12 janvier 2014

dépénalisation du stationnement


Les collectivités locales ne devraient pas s’arrêter en si bon chemin. Devenue une compétence locale depuis l’adoption de sa dépénalisation dans le cadre du projet de loi [1] de modernisation de l’action publique(1) [2], le stationnement n’est pas encore « au service des usagers » estime le Commissariat général à la stratégie et à la prospective (CGSP), dans un rapport publié mardi 17 décembre.

Conçues comme une ressource envers les autorités locales de transports, les recommandations du groupe de travail présidé par Olivier Paul-Dubois-Taine ont pour objectif de conforter la « nouvelle assise » des politiques de stationnement depuis leur dépénalisation.
Parmi leurs propositions pour refondre les politiques de stationnement:
  • créer un service technique intercommunal de stationnement ;
  • créer une instance intercommunale de concertation et de suivi des politiques locales ;
  • confier à l’autorité locale organisatrice des transports urbains la conception et le suivi des politiques de stationnement à l’échelle de l’agglomération ;
  • concevoir la politique de stationnement à l’échelle du bassin de mobilité, en étroite liaison avec l’organisation des déplacements urbains et la valorisation de l’espace public local ;
  • adapter les dispositions du code de la route et du code général des collectivités territoriales (CGCT) ;
  • expérimenter dans des villes-tests des dispositifs innovants de stationnement (notamment les technologies d’organisation et d’information).

* CONSIGNE A *
D'après l'extrait sur la dépénalisation du stationnement, qui a présidé le groupe de travail dont émanent les recommandations ?
* CONSIGNE B *
Énumérez toutes les propositions que l'extrait sur la dépénalisation du stationnement présente pour refondre les politiques de stationnement.
* CONSIGNE C *
Reprenez la rédaction de l'extrait sur la dépénalisation du stationnement à la suite de sa dernière proposition.

* DONNÉES FOURNIES *
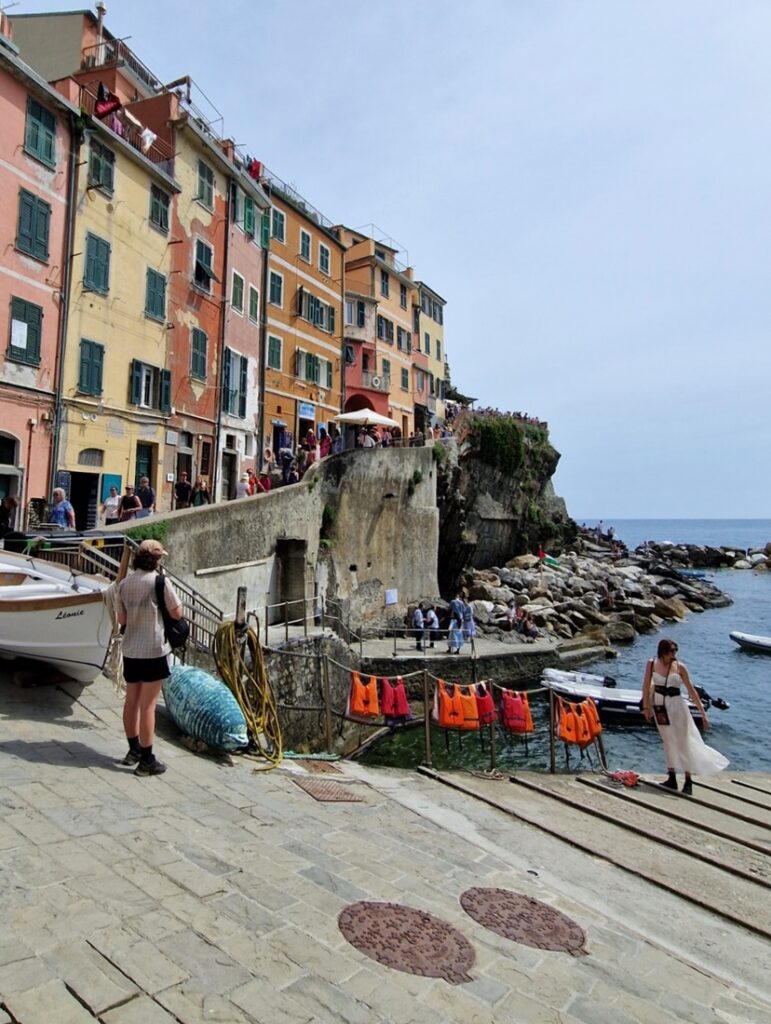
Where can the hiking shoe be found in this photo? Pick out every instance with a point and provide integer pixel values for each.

* RÉPONSE ATTENDUE A *
Olivier Paul-Dubois-Taine.

* RÉPONSE ATTENDUE B *
- Créer un service technique intercommunal de stationnement.
- Créer une instance intercommunale de concertation et de suivi des politiques locales.
- Confier à l'autorité locale organisatrice des transports urbains la conception et le suivi des politiques de stationnement à l'échelle de l'agglomération.
- Concevoir la politique de stationnement à l'échelle du bassin de mobilité, en étroite liaison avec l'organisation des déplacements urbains et la valorisation de l'espace public local.
- Adapter les dispositions du code de la route et du code général des collectivités territoriales (CGCT).
- Expérimenter dans des villes-tests des dispositifs innovants de stationnement, notamment les technologies d'organisation et d'information.

* RÉPONSE ATTENDUE C *
Toutes ces mesures viennent préparer l’Après-dépénalisation, vécu comme un bouleversement sur le terrain. « La dépénalisation est l’Acte 1 de la décentralisation du stationnement » se félicite ainsi Denis Rambaud, vice-président en charge des mobilités de Mulhouse Alsace Agglomération.  Comme lui, nombre d’élus locaux se sont satisfaits de cette victoire législative.
Mais face aux usages concurrents (piétons, vélos, voitures en circulation et en stationnement, transports en commun, camions de livraisons, espaces verts, etc…) tous plus légitimes les uns que les autres de la voie publique et à des politiques de stationnement « loin d’être optimales », le CGSP exhorte les collectivités à ne pas seulement se contenter de cette première étape.
Autre progrès à suivre - « La dépénalisation est un premier outil qui permettra un progrès » admet Olivier Paul-Dubois-Taine, « mais il y en a plein d’autres. » A commencer par les moyens de paiement, par exemple, via le smartphone ou l’envoi d’un simple SMS. « En transférant cette compétence aux villes et intercommunalités, nous passons d’un système tout-répressif symbolisé par la verbalisation des ASVP au paiement spontané, à l’usage » estime M. Rambaud, également président de la commission ‘Stationnement’ du Groupement des autorités responsables de transports (Gart [3](2) [4]).
« Le simple fait d’évoluer de la coercition vers un paiement facilité devraient pousser une partie des 60 à 80% automobilistes qui fraudent actuellement à légaliser leur situation » veut croire l’élu alsacien.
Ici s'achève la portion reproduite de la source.